What the exercise asks:
Write out every row below word for word, with no changes.

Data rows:
------------------------------------------------------------------------
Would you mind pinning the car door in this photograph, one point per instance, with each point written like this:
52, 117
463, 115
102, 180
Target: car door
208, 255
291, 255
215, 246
------------------------------------------------------------------------
Result for this exercise:
Would you mind pinning the car door in this photograph, one point per instance, with each point written like this:
52, 117
463, 115
102, 180
Target: car door
208, 255
291, 255
215, 246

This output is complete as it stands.